### Excerpt to read:
********
The data of uploaded return will be displayed through a digitally signed copy in PDF format. Once the employer approves the return, an online challan will be generated using which the employer can make the final payment for all contributions to the government.
The payment can be made either through net banking or by visiting the bank’s branch. W
ith PF ECR, the employers no longer need to visit PF department to submit any paper return and they also don’t need to submit any other PF forms such as Form 5/10/12A,3A, and 6A.
Universal Account Number (UAN) – UAN is a unique 12 digit number which is given to each individual who has a provident fund account and helps employees in viewing the details of all his/her PF accounts with the current & previous employers, from PF portal.
Earlier, when an employee used to join a new company, the company used to open a new PF account for the employee, but it was not connected to the employee’s old PF accounts.
Hence, it was very difficult for employees to track amount in their multiple PF accounts and they had to run to multiple previous employers if they wanted to withdraw the money.
UAN connects all PF accounts of an employee and allows portability of PF accounts from one employer to another so that EPF balance can be easily transferred from one account to another and employees can withdraw money from their PF accounts without any interference from the employers.
Temporary Return Reference Number (TRRN) – TRRN is a temporary number using which you can check the status of PF challan payment. After you make the payment for PF using PF ECR file from PF portal, the status of payment is not reflected immediately and remains under process for some time.
Using TRRN number, you can check the status of PF challan payment and download it in PDF format without logging into the PF portal.
Voluntary Provident Fund (VPF) – VPF is an investment option which can be utilized only by salaried employees who have an employee provident fund account.
********
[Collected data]
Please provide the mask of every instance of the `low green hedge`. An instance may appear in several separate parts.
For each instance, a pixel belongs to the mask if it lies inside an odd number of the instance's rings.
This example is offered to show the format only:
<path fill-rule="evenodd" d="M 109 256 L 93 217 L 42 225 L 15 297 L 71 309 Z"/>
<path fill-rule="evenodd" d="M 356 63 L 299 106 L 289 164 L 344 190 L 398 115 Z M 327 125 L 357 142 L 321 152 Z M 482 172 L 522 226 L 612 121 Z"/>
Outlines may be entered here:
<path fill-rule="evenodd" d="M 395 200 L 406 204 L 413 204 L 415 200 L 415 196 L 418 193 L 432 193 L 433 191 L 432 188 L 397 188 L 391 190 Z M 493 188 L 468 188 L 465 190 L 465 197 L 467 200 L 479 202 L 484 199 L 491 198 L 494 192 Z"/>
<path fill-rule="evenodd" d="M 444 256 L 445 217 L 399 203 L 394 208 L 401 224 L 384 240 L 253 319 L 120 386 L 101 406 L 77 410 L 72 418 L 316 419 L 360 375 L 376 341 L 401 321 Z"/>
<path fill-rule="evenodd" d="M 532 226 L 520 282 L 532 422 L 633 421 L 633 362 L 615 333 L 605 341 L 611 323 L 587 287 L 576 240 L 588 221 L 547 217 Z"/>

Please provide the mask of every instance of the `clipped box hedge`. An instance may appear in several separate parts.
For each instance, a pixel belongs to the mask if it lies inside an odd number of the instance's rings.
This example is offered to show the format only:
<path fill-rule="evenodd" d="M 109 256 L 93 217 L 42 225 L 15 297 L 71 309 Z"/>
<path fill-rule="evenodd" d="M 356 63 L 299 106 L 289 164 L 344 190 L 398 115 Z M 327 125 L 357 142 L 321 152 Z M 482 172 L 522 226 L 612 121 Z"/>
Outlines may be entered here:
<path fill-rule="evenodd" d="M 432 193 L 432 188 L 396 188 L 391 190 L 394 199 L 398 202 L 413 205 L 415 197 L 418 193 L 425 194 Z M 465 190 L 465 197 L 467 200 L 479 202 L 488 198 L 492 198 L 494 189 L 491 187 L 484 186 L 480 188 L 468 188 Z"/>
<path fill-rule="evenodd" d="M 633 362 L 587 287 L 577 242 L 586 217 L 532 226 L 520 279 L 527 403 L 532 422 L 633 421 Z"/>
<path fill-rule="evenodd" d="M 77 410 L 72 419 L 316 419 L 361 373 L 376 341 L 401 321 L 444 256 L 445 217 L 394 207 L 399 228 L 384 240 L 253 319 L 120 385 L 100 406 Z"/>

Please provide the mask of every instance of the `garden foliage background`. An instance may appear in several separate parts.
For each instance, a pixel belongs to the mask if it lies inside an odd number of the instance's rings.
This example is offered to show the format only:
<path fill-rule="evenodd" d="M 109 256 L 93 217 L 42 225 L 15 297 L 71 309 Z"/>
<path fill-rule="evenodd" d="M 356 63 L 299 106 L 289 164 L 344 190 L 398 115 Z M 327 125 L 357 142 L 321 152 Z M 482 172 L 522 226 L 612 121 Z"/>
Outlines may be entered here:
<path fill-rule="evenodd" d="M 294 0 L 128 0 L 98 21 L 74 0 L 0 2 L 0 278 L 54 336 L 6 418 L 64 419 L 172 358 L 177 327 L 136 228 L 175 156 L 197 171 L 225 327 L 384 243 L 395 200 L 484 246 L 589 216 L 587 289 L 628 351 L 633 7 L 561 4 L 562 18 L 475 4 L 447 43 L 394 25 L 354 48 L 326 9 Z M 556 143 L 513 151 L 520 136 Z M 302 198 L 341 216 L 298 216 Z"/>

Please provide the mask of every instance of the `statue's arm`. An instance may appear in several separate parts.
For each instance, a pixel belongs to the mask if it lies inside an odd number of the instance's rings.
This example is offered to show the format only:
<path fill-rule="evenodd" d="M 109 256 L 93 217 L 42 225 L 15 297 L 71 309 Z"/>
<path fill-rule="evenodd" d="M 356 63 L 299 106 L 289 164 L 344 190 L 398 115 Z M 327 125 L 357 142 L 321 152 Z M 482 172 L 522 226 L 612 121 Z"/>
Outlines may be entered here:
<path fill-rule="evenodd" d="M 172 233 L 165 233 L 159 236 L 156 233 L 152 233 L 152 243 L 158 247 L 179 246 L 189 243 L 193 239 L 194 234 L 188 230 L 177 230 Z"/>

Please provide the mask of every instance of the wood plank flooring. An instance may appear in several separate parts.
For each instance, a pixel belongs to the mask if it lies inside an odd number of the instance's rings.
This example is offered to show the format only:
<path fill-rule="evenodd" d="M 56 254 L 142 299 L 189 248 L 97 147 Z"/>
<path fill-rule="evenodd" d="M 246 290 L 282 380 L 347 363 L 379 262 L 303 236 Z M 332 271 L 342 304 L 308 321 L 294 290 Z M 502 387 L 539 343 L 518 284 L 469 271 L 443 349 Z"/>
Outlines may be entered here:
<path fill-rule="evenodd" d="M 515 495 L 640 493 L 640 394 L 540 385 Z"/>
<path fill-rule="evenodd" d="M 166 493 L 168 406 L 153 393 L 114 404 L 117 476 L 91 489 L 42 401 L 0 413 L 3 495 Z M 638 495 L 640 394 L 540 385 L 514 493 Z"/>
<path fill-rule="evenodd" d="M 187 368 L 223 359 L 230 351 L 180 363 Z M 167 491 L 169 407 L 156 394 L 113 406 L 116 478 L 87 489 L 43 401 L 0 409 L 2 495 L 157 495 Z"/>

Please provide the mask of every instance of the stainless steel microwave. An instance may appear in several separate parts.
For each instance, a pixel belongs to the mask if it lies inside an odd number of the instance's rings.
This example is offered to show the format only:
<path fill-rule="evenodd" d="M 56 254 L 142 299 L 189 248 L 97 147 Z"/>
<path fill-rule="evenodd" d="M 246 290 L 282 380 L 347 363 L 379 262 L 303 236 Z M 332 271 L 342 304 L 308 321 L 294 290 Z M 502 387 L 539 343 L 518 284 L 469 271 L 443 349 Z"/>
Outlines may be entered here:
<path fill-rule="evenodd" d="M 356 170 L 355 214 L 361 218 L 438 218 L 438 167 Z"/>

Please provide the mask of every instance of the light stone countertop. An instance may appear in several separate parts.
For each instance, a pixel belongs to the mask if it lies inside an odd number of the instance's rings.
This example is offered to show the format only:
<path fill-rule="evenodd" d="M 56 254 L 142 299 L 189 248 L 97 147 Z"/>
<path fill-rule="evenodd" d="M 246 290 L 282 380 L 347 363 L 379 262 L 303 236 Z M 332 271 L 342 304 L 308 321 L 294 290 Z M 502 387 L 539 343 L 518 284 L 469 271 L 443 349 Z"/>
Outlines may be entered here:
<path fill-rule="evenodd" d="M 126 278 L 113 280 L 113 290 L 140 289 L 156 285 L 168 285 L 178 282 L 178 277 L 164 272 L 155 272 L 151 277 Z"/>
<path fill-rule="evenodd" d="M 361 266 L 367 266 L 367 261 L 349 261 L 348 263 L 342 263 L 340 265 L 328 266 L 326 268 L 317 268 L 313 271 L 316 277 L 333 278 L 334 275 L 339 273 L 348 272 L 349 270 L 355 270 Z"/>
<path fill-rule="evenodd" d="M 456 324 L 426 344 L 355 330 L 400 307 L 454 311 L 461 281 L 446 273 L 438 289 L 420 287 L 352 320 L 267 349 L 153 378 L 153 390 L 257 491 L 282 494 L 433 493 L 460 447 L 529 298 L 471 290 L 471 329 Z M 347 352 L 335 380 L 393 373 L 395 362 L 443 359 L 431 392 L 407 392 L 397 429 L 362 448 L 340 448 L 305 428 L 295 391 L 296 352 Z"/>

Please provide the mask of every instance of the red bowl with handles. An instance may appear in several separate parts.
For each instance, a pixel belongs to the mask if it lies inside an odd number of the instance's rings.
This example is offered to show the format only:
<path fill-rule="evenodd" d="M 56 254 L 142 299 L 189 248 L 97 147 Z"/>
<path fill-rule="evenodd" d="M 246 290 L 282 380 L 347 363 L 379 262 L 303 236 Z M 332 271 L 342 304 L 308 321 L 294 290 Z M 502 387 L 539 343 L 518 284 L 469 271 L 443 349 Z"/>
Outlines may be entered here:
********
### About this exercise:
In the excerpt on provident fund terms, how many digits does a Universal Account Number have?

### Answer below:
12 digits.